┌─ Sección de texto
El Tribunal Supremo ha concluido que sí por unanimidad. Se afirma en la sentencia, en un pasaje fundamental, que si hay un levantamiento “multitudinario”, “generalizado”, y “estratégico” (es decir, organizado) con intención de obstaculizar la actuación de la policía, “no es posible eludir la tipicidad de la sedición” (pg. 283). Y ello aunque sea mediante una acción de resistencia no-violenta, porque, “aunque se adjetive con la evocación de la paz, la resistencia es resistencia, supone fuerza física e intimidatoria, supone presión, supone oposición a la actuación policial” (pg. 393). En definitiva, para la sentencia, “la sedición no es otra cosa que una desobediencia tumultuaria, colectiva, y acompañada de resistencia o fuerza” (pg. 396). De manera especialmente clara y resumida, se dice (en la pg. 283) que “la actitud de oposición [por una multitud] a posibilitar la actuación de la policía, incluso mediante fórmulas de resistencia si se quiere noviolenta (…), aunque no se diese un paso más, es por sí sola apta e idónea para colmar las exigencias típicas del delito de sedición”. Y esto ocurrió, al menos, en dos momentos según el TS: el 20-S ante la sede de la Consejería de Economía, y el 1-O en los colegios electorales.
Multitud, hubo. Pero, ¿hubo tumulto? La sedición se describe en el artículo 544 como alzamiento público y tumultuario. No dice “multitudinario”, sino “tumultuario”. ¿Es lo mismo una cosa que otra?
Desde luego, si hace tres años a mí me plantean esta pregunta, yo contestaría con seguridad, sobre todo en atención a la magnitud de las penas asociadas al delito de sedición, que un alzamiento tumultuario no equivale a una multitud concentrada de modo organizado y estratégico, y que tampoco lo es aunque se interponga entre la policía y su objetivo, mediante una sentada, una barrera humana, o un encadenamiento colectivo. Habría dicho que un alzamiento tumultuario es un acto de acometimiento agresivo realizado por una multitud. Es decir, un motín. Por ejemplo, la toma de la Bastilla, o una masa de gente que acomete a la policía, se apropia de sus armas por la fuerza de la multitud, e invade un edificio que estaba protegido por los agentes. Una masa de personas que acomete a la autoridad y pretende ocupar su lugar. Actos así justifican, sin duda alguna, una pena de la gravedad del delito de sedición, equiparables a la del homicidio o la violación.
la multitud que secundó, porque quiso, a los alzados, no se convirtió en un tumulto, entre otras cosas porque hubo determinación para que eso no ocurriera
He pensado mucho sobre esto estos meses. Y sobre todo he leído la sentencia con intención de entenderla, saliendo del prejuicio que reconozco que tenía previamente (nunca vi el delito de sedición, y lo he defendido por escrito contra otras opiniones bien argumentadas). Y mi conclusión es la que da título a este artículo: que quienes se alzaron fueron las autoridades, que el alzamiento fue institucional (no tumultuario), y que la multitud que secundó, porque quiso, a los alzados, no se convirtió en un tumulto, entre otras cosas porque hubo determinación para que eso no ocurriera. La multitud, el 20-S, protestó, “entorpeció” (pero no impidió ni pretendió impedir, pues ya se estaba realizando) el registro de la Consejería acordado judicialmente; y, el 1-O, no “acometió” como tal multitud (actitudes individuales aparte) a la fuerza policial, sino que sólo resistió de forma pasiva, en un acto de desobediencia masiva: no hay ejemplo más típico de un acto de desobediencia pacífica y resistencia pasiva que una sentada multitudinaria.
└─
┌─ Registros de entrada
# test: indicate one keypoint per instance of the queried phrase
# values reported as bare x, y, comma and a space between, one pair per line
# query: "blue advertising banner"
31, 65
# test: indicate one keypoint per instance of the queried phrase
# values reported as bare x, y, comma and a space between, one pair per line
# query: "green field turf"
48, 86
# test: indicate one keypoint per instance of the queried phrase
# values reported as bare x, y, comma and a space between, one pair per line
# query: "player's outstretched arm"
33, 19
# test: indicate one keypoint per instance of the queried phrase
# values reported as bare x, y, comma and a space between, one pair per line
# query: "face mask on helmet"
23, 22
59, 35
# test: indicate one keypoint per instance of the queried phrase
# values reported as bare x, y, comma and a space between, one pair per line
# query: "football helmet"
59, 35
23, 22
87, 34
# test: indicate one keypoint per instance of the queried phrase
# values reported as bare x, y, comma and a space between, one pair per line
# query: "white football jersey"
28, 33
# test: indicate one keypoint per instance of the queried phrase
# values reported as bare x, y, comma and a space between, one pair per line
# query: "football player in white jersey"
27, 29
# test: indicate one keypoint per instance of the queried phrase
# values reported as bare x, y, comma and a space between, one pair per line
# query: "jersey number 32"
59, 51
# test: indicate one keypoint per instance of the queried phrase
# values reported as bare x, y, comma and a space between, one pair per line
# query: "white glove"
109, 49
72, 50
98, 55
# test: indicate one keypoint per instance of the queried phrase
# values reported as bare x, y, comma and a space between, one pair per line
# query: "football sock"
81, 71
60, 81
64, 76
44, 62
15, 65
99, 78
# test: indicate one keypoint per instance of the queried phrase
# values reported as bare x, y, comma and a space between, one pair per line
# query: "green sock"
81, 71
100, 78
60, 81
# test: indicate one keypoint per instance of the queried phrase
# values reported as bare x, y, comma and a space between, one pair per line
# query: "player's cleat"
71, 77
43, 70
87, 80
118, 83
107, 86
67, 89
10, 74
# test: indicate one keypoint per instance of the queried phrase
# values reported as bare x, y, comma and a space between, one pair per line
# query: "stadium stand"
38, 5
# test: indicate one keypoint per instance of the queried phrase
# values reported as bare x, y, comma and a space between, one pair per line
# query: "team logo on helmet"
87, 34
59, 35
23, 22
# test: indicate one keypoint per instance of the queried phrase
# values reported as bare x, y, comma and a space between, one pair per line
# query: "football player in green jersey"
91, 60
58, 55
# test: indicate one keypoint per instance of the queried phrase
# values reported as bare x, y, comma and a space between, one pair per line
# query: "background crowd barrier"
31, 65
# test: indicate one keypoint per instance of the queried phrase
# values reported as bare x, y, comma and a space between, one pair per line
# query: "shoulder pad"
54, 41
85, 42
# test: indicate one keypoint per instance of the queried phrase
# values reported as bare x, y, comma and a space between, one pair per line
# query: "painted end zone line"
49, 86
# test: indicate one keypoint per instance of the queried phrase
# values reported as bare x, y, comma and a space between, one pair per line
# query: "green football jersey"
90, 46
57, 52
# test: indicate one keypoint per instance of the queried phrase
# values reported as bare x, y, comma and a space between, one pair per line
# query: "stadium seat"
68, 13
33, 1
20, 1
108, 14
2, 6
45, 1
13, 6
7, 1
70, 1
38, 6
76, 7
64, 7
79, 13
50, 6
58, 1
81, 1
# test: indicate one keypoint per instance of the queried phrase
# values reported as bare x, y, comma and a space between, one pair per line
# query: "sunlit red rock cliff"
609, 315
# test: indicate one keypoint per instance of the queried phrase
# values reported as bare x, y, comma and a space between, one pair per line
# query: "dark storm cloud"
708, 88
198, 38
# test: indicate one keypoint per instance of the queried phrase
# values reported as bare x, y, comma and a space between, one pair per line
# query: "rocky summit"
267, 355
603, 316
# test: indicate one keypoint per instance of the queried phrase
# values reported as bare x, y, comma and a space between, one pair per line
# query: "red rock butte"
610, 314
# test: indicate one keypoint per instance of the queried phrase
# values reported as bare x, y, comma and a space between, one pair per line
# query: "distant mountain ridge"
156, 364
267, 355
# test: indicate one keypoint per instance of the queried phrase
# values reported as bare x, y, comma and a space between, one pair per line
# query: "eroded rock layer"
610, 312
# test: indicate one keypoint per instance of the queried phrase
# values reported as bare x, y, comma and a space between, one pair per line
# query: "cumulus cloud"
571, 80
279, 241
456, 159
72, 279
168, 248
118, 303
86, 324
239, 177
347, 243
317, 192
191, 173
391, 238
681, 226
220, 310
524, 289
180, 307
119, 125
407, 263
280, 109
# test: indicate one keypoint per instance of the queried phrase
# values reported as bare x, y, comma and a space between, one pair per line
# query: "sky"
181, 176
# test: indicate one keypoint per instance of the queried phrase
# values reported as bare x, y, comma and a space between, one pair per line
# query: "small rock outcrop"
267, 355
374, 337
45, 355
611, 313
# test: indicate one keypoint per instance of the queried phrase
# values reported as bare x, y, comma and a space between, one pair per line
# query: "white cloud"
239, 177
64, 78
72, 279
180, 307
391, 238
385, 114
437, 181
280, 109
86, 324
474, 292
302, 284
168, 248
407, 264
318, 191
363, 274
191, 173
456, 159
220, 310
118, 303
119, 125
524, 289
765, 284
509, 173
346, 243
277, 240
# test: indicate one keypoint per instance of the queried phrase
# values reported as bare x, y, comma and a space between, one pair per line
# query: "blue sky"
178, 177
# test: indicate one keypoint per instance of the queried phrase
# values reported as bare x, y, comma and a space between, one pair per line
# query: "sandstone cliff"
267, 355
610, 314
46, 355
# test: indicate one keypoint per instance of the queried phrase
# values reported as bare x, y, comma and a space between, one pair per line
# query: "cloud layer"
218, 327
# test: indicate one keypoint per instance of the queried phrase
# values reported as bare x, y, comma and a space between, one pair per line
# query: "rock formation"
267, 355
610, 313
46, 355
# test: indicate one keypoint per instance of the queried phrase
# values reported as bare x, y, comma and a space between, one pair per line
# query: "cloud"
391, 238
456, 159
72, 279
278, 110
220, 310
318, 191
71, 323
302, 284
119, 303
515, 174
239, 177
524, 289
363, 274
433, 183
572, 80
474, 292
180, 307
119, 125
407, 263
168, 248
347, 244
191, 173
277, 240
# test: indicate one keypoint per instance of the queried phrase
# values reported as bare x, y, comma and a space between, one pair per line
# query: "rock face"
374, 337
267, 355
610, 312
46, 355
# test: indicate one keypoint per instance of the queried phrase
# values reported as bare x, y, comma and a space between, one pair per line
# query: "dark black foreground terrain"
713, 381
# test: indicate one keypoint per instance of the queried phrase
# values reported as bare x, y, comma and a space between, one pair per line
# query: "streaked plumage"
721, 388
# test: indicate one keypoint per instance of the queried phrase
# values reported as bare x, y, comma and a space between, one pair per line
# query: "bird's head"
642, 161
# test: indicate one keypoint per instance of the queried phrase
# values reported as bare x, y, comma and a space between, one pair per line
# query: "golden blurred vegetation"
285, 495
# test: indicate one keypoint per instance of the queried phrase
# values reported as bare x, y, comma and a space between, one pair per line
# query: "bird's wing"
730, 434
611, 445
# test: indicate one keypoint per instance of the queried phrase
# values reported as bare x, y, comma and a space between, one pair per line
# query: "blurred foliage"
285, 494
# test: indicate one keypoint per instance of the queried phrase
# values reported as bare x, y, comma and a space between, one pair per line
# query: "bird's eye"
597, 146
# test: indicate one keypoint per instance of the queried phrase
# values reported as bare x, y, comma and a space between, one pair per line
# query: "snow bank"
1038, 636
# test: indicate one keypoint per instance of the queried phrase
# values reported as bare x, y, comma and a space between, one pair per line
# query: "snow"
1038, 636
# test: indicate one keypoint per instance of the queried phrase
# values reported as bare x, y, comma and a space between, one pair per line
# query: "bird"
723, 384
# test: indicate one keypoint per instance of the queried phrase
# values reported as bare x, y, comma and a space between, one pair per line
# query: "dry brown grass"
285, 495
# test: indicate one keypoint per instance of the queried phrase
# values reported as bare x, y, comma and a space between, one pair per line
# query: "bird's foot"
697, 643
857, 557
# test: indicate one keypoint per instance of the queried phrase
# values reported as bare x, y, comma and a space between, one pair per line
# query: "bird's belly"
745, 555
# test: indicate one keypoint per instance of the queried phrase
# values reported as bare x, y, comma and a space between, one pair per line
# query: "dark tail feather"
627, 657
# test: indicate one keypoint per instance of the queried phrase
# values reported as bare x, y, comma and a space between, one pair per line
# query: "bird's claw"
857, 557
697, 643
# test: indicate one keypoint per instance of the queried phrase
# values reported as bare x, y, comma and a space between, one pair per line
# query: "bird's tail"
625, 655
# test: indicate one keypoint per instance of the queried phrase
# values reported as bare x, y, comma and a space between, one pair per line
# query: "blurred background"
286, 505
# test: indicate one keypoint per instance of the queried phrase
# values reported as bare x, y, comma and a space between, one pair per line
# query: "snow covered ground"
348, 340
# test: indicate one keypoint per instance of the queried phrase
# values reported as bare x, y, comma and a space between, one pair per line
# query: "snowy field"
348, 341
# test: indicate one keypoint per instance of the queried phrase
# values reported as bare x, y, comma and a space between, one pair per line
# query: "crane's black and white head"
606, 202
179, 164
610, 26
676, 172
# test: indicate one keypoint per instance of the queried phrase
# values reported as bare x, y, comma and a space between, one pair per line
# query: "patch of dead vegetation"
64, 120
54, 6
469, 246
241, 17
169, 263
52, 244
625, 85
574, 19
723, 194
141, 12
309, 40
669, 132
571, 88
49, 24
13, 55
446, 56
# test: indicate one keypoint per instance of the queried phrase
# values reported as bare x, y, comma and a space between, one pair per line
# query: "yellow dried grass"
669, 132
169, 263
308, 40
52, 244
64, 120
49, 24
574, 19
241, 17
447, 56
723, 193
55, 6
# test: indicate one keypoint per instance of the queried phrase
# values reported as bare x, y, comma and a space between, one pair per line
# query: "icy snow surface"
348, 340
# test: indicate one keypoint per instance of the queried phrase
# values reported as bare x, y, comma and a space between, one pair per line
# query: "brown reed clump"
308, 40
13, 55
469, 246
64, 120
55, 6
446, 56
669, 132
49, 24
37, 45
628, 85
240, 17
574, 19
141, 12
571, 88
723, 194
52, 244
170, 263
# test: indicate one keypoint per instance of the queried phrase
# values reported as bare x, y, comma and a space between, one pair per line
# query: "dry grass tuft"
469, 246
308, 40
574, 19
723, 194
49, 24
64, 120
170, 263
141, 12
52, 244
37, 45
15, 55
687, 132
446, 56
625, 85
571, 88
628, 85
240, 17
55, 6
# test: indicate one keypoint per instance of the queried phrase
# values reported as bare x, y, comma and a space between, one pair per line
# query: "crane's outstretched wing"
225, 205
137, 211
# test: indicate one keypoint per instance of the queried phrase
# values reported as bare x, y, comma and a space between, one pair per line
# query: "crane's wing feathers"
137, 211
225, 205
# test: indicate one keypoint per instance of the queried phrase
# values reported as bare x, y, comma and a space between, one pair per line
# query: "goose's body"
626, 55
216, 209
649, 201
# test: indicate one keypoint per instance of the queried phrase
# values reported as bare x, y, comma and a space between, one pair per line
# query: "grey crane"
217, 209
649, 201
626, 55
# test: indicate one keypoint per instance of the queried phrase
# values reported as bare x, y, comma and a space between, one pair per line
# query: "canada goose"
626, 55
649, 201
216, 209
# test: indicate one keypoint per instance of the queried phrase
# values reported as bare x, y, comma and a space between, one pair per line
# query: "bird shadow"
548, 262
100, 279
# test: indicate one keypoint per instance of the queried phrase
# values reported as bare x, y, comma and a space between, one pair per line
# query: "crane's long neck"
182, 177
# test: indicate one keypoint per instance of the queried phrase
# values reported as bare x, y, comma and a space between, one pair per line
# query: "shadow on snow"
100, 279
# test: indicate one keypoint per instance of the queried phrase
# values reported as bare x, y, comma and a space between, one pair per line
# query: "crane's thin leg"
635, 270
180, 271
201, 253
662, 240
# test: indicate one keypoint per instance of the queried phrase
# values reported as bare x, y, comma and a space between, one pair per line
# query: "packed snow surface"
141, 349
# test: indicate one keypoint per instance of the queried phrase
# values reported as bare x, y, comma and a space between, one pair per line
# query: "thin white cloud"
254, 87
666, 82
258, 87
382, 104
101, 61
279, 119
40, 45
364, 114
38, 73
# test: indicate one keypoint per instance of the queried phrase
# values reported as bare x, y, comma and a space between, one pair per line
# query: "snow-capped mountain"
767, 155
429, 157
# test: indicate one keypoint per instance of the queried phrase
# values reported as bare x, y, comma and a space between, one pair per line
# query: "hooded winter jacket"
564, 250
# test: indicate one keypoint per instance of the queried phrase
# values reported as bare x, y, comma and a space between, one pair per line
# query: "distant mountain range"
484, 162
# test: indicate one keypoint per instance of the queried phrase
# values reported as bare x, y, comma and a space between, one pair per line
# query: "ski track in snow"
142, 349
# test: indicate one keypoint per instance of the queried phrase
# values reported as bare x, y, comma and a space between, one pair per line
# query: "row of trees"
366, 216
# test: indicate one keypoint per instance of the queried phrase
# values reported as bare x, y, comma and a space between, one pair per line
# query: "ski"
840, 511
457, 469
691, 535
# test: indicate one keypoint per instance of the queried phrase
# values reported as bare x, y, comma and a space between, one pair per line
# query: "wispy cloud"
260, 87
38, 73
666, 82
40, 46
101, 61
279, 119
└─
* _Objetivos_:
**a.** Según el texto sobre la sentencia del Tribunal Supremo, ¿en qué artículo se describe la sedición como alzamiento público y tumultuario?
**b.** Filtre las filas y copie cada línea que contenga la palabra "wing".
El texto y las filas no guardan relación entre sí.

* _Soluciones_:
**a.** En el artículo 544.

**b.**
# query: "bird's wing"
# query: "crane's outstretched wing"
# query: "crane's wing feathers"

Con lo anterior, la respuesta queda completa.